---------- RECORD LIST
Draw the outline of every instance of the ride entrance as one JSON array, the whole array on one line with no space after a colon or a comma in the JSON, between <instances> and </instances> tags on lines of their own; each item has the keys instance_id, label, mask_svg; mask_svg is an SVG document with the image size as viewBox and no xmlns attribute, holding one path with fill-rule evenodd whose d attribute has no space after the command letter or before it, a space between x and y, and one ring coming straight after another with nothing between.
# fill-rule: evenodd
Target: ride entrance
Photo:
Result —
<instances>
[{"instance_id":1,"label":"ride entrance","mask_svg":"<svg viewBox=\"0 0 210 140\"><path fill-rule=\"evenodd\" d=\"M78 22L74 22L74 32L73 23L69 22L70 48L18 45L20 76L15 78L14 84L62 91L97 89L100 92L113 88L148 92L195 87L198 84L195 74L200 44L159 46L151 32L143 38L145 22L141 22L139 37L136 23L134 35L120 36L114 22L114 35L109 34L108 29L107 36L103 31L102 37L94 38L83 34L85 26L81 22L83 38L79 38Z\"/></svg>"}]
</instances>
--------------------
» **GOAL OF THE EXERCISE**
Turn the material above into a numbered list with one line per item, leaving out any blank lines.

» **WRITTEN RESPONSE**
1. Draw the outline of every instance of the ride entrance as one JSON array, the whole array on one line with no space after a colon or a comma in the JSON, between <instances> and </instances> tags on lines of their own; each item has the keys instance_id, label, mask_svg; mask_svg is an SVG document with the image size as viewBox and no xmlns attribute, holding one path with fill-rule evenodd whose d attribute has no space after the command letter or before it, a space between x and y, and one ring coming straight after another with nothing between.
2. # fill-rule: evenodd
3. Target: ride entrance
4. Photo:
5. Result —
6. <instances>
7. [{"instance_id":1,"label":"ride entrance","mask_svg":"<svg viewBox=\"0 0 210 140\"><path fill-rule=\"evenodd\" d=\"M78 22L74 22L74 32L73 23L69 22L70 48L18 45L20 76L15 78L14 84L62 91L97 89L100 92L113 88L148 92L195 87L198 84L195 74L200 44L159 46L151 32L143 38L145 22L141 22L139 37L136 23L134 35L120 36L114 22L114 35L109 34L108 29L107 36L103 31L102 37L94 38L83 34L85 26L81 22L83 38L79 38Z\"/></svg>"}]
8. </instances>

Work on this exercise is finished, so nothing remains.